> _SOURCE MATERIAL_:
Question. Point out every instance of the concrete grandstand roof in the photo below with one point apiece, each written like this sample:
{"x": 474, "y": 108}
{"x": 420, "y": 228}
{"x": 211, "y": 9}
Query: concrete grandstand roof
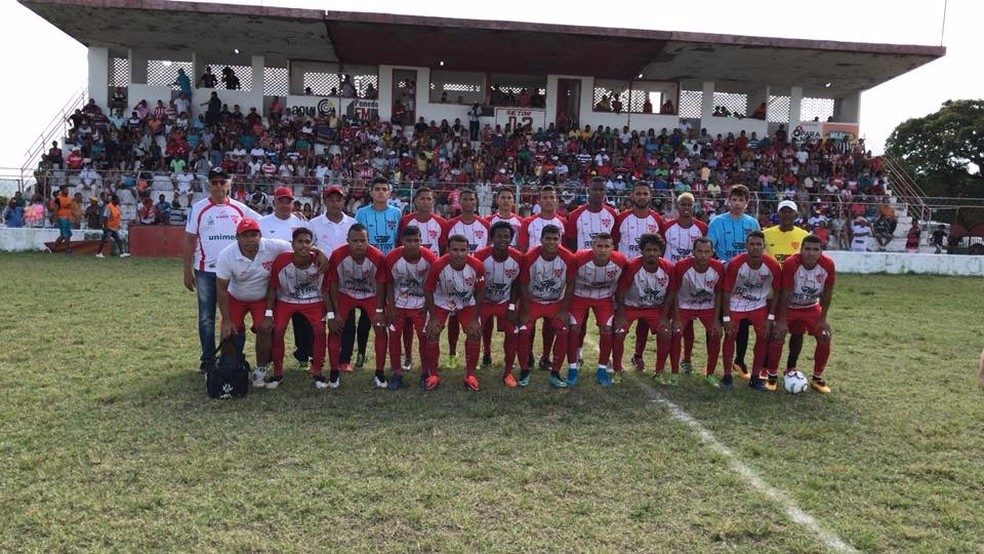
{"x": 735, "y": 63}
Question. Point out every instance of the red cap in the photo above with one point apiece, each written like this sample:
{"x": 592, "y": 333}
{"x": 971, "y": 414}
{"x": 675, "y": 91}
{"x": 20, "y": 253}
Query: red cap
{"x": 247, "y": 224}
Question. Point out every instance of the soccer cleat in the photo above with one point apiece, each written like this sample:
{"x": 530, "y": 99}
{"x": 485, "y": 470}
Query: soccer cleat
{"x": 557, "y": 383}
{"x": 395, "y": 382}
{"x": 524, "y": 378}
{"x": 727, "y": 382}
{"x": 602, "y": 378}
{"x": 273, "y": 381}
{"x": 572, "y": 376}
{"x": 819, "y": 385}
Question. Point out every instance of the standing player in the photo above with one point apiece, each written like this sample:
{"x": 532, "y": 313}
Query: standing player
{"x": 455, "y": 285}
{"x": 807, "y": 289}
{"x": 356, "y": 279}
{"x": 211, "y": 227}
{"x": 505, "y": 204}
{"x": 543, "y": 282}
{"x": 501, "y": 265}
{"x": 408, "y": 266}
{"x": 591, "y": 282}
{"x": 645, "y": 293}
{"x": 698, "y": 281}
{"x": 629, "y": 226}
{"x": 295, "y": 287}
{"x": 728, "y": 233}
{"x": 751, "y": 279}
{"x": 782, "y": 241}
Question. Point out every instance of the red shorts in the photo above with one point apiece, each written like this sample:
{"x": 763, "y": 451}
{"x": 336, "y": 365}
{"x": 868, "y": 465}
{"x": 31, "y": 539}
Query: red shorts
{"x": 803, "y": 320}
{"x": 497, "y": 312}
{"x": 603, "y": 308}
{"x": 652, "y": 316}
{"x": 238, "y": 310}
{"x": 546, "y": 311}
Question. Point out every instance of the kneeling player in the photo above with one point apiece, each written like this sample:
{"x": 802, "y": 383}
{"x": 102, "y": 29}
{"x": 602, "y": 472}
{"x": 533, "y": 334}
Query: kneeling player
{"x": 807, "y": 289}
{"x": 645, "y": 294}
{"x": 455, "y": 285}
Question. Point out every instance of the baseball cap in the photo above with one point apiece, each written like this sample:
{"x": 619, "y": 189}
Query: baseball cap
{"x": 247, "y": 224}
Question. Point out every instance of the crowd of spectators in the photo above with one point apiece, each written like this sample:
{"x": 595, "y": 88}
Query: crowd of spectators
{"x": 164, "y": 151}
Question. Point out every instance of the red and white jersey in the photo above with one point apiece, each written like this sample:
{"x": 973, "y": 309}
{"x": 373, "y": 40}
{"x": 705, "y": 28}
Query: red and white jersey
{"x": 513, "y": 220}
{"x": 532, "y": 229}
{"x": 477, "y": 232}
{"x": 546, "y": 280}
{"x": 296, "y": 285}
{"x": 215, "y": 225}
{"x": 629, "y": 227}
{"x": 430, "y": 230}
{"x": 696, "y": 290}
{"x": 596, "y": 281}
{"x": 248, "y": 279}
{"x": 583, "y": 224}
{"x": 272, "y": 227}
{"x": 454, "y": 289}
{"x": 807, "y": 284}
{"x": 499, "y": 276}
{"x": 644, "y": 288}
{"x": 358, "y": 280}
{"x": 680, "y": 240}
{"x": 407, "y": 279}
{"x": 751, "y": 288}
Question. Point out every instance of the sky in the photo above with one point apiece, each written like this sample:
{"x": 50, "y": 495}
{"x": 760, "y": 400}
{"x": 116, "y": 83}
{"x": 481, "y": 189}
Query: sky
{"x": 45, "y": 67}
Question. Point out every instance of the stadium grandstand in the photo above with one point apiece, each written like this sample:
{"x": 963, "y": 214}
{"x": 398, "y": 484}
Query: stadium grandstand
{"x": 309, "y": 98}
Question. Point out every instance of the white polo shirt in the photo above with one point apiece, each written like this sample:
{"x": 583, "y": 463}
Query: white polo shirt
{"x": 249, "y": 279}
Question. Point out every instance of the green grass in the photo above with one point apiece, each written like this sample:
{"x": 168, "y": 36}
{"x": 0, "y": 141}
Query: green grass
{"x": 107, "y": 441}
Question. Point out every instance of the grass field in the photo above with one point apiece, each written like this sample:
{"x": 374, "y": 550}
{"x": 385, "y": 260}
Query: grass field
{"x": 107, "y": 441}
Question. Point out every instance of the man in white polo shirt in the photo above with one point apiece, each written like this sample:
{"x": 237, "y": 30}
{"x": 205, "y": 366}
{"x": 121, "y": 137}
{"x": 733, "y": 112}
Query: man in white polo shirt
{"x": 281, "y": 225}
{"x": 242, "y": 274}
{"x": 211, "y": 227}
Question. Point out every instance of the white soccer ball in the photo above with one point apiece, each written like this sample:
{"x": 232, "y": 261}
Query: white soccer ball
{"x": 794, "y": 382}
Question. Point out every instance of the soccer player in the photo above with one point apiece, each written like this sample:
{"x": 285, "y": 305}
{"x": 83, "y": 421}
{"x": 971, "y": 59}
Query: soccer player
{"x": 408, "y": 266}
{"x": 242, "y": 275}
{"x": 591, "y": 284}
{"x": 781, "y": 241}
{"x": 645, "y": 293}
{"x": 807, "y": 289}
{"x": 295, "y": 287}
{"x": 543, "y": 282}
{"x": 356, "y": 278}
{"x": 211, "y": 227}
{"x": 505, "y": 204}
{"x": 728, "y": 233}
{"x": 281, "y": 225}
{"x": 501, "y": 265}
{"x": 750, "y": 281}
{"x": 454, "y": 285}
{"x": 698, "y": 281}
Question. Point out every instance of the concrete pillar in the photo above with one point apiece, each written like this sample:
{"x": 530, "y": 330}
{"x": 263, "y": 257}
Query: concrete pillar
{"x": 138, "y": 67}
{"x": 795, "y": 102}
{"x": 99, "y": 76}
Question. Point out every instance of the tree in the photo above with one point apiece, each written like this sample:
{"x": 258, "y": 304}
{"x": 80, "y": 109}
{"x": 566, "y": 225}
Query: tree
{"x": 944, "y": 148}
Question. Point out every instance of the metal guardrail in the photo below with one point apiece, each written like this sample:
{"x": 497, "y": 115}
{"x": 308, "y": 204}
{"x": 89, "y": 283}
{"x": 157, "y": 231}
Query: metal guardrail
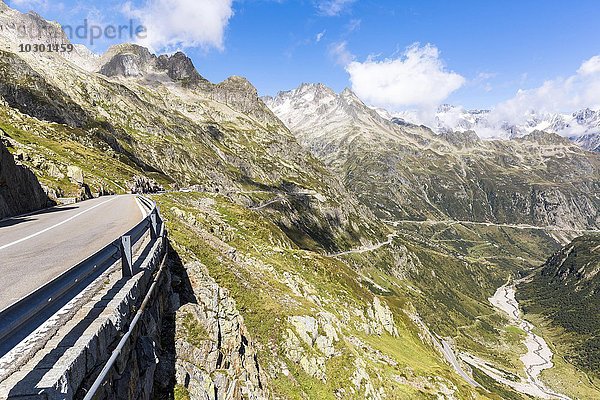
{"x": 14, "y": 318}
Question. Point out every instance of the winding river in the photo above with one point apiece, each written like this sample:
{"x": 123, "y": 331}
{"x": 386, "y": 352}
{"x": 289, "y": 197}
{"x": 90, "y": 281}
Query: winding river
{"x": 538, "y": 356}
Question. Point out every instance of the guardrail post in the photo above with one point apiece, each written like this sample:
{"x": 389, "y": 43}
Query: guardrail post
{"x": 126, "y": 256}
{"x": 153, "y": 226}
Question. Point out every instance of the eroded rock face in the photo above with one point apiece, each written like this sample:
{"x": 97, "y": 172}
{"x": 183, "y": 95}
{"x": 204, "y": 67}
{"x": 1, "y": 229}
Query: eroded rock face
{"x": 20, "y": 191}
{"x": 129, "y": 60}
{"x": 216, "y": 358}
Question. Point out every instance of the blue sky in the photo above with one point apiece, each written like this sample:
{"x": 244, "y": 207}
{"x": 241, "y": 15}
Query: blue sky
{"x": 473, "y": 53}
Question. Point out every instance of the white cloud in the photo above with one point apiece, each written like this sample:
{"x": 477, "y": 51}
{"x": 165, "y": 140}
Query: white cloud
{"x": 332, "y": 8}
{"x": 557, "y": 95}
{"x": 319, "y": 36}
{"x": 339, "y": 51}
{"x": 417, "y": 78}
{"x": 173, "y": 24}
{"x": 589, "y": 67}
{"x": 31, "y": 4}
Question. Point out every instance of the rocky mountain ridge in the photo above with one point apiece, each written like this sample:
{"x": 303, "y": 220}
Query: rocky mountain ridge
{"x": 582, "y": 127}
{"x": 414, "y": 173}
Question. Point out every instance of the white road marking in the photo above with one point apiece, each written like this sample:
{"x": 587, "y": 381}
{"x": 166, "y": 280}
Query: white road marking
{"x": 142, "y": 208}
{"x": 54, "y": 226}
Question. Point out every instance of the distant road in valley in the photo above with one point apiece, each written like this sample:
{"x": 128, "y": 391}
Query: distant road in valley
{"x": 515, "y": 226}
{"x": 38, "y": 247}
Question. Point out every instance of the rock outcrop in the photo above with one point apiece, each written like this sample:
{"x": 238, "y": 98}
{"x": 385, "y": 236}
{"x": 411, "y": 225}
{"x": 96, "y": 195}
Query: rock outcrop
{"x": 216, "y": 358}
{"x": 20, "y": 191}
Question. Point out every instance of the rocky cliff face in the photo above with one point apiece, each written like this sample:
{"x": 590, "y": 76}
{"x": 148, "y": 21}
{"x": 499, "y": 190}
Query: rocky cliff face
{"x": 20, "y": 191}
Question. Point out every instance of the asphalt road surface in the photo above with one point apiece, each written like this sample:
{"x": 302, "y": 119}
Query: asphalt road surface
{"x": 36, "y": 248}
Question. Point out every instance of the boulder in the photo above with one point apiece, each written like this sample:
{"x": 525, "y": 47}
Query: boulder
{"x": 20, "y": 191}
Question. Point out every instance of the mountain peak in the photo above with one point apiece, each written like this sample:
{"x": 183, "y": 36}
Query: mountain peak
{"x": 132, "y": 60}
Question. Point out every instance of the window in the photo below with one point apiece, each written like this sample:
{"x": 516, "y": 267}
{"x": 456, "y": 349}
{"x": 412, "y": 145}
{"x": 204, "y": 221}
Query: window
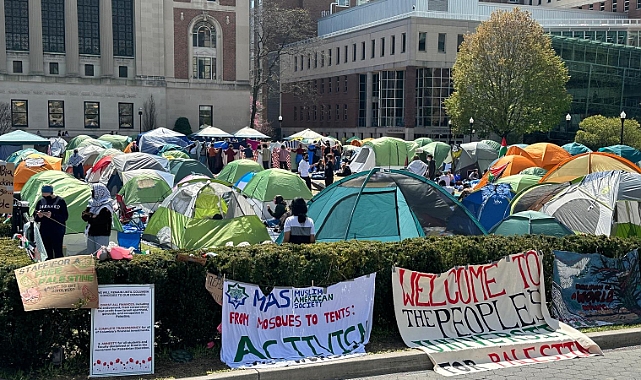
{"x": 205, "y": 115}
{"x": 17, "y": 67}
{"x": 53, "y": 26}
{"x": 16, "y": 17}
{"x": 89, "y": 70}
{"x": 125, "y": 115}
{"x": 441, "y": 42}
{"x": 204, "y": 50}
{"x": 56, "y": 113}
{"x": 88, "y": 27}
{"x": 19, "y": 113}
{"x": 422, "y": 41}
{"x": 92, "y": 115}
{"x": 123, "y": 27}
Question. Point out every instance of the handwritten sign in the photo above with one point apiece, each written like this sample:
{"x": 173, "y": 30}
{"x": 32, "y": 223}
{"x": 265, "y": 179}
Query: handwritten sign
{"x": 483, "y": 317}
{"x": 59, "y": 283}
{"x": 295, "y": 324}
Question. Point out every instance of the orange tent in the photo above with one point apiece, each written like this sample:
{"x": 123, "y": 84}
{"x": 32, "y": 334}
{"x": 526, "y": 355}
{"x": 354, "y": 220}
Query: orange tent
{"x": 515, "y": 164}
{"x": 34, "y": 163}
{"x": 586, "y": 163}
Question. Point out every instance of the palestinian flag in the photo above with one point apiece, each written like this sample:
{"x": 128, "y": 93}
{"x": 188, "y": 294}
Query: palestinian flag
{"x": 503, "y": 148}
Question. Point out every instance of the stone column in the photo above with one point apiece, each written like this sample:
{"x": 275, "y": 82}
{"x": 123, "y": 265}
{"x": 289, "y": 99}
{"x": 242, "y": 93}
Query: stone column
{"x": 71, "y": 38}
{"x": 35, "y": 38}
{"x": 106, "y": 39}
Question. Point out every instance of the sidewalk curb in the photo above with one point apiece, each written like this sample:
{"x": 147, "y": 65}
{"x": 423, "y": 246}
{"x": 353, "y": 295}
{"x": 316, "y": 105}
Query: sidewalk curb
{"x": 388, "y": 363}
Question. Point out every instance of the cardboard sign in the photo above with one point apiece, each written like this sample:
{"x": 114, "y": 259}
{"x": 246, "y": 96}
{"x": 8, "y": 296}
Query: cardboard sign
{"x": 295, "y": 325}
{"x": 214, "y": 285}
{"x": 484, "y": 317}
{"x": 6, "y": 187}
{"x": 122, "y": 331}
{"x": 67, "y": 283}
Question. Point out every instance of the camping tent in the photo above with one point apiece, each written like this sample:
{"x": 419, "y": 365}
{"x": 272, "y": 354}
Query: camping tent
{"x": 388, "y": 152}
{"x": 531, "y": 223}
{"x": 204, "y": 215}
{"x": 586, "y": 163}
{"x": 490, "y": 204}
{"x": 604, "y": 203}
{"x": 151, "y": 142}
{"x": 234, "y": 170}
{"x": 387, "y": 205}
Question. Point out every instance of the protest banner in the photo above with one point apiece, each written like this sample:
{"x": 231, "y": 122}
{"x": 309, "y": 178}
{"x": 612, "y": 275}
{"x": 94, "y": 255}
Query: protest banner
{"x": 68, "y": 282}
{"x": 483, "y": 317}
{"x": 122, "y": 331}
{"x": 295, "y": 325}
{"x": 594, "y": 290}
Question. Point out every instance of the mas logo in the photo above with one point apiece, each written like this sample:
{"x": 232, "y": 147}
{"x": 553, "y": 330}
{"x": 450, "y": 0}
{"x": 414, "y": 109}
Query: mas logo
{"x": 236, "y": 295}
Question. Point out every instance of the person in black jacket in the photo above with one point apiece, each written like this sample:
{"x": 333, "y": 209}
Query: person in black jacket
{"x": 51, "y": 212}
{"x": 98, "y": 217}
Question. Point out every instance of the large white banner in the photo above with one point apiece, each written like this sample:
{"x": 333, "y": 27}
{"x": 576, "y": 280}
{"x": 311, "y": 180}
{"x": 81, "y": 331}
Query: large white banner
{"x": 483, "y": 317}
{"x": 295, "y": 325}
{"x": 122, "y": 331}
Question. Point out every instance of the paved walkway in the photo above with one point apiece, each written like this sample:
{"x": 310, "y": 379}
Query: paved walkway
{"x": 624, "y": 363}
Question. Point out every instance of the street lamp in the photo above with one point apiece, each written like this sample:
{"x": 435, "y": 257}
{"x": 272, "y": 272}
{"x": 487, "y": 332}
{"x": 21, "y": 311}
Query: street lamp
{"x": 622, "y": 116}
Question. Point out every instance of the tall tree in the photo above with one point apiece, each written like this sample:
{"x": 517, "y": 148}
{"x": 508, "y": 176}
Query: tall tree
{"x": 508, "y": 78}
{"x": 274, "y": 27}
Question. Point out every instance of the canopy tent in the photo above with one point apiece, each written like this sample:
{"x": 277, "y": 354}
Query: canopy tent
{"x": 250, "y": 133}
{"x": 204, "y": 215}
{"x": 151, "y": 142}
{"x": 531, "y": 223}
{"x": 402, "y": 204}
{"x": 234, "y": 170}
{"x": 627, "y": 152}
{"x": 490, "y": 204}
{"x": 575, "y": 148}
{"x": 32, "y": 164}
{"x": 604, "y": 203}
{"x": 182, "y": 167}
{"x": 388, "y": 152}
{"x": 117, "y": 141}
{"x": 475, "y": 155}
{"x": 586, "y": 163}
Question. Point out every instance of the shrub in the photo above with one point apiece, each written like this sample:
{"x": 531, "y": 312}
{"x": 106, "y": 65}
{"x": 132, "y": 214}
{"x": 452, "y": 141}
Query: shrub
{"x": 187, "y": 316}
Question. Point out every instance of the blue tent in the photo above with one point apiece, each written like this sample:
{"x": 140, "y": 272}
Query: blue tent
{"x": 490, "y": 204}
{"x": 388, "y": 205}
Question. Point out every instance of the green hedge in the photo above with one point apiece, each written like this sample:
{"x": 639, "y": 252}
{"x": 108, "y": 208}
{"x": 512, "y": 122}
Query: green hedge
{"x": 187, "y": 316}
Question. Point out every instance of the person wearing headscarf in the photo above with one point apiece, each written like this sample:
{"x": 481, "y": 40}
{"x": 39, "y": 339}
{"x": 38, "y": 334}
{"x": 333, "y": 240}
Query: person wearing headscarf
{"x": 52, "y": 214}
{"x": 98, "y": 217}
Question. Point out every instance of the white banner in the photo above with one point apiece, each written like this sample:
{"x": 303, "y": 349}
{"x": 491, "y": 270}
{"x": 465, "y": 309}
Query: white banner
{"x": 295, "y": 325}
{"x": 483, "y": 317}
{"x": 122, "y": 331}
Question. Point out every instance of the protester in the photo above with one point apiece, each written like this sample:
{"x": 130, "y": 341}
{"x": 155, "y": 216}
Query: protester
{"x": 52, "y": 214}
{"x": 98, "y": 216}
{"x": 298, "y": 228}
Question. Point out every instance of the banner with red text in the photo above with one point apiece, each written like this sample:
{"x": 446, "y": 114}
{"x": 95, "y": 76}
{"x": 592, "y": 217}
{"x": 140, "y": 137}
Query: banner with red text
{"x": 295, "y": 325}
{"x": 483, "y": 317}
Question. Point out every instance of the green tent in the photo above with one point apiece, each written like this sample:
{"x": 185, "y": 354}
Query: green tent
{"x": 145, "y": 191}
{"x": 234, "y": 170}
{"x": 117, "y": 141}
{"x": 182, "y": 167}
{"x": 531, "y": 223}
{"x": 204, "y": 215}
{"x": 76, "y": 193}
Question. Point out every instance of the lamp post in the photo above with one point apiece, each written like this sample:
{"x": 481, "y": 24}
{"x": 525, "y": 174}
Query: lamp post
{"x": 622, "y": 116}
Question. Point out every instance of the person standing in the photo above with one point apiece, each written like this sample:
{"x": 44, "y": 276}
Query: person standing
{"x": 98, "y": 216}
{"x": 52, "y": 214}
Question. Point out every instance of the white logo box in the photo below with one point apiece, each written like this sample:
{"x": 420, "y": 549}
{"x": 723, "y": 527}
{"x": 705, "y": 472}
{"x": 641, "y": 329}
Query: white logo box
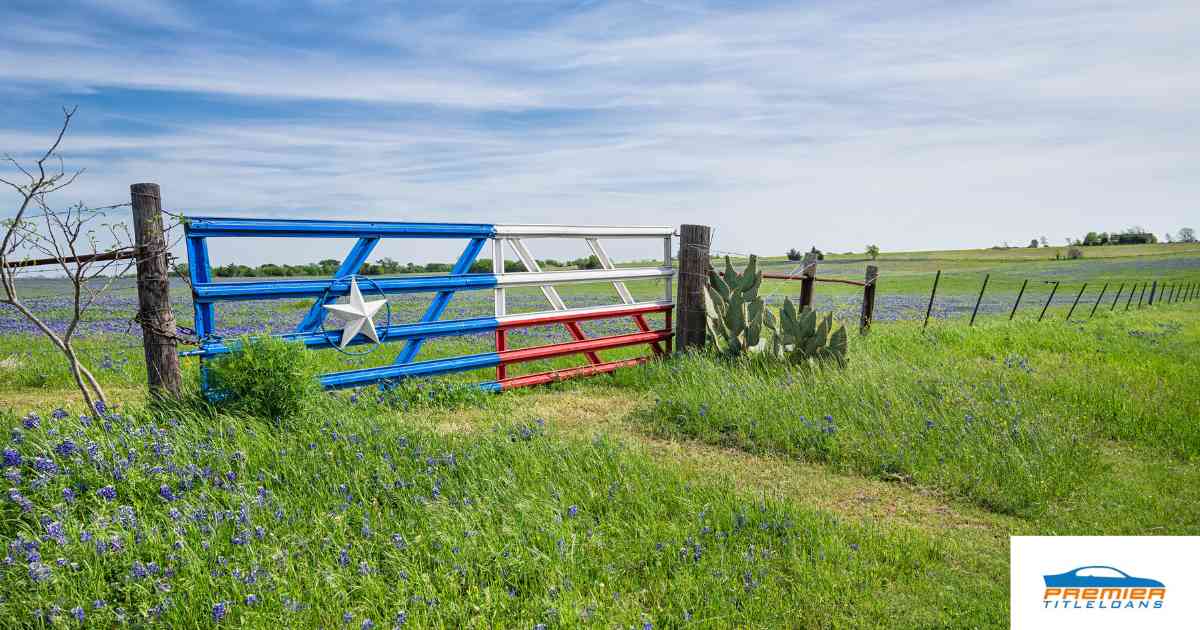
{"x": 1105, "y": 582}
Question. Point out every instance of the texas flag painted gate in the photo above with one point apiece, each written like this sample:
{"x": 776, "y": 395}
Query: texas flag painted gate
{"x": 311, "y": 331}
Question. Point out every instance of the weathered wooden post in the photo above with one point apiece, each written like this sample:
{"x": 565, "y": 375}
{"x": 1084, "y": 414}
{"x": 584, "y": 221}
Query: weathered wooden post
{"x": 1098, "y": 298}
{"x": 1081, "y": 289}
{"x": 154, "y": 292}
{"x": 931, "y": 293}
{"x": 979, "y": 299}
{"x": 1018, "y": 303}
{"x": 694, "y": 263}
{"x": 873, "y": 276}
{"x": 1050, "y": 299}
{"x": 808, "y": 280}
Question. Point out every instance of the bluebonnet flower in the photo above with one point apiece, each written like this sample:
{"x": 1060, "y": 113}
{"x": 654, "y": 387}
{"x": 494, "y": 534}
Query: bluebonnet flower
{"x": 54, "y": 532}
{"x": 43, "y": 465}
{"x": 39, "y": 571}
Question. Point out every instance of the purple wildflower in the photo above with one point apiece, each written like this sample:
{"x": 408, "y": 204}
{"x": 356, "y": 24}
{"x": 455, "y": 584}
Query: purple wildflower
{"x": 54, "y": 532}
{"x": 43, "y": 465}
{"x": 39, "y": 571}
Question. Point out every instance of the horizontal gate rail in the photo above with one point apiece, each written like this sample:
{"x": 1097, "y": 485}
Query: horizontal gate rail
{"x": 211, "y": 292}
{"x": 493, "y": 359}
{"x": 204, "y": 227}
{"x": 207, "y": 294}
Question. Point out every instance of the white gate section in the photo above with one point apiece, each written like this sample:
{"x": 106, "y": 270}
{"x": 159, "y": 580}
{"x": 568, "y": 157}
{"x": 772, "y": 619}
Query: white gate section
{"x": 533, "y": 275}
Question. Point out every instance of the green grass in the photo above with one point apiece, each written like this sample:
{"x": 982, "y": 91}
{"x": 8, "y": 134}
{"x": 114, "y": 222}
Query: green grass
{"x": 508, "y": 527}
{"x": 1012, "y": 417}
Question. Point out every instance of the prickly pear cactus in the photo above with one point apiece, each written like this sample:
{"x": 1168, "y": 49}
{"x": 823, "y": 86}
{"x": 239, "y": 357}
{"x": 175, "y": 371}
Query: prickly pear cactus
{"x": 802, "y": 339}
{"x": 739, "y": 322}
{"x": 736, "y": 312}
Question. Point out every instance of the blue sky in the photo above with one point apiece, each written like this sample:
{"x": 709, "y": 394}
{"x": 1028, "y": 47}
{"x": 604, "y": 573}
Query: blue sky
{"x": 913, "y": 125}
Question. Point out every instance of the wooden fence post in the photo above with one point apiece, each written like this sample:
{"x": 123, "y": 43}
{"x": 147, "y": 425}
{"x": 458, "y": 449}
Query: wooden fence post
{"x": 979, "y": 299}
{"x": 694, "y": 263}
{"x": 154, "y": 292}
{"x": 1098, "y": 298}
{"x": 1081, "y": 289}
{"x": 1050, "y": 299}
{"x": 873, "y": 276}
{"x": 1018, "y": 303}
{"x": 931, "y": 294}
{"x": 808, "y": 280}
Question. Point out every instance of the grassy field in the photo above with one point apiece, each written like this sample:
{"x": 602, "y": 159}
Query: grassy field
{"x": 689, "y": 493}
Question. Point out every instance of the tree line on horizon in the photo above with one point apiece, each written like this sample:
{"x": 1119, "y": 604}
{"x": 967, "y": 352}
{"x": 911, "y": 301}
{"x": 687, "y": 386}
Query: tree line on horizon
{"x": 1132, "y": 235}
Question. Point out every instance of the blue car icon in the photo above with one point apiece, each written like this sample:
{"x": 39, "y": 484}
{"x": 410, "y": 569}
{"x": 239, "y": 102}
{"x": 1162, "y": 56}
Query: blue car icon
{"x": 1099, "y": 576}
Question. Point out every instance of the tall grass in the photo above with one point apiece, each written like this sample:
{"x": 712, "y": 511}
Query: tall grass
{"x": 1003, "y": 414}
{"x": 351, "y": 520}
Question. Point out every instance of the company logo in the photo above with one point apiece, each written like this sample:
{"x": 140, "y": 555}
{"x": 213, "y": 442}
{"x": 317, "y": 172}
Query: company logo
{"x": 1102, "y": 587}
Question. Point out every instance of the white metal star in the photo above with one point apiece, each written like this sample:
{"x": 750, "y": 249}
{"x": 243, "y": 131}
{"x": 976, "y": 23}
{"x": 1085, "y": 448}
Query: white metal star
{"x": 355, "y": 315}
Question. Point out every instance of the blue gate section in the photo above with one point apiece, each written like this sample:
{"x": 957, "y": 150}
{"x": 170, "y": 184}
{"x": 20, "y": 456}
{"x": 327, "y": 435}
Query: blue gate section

> _EXERCISE DESCRIPTION_: Each line in the data above either holds "below" or does not. State how many do, as a bare number.

> _RESPONSE BOX_: 4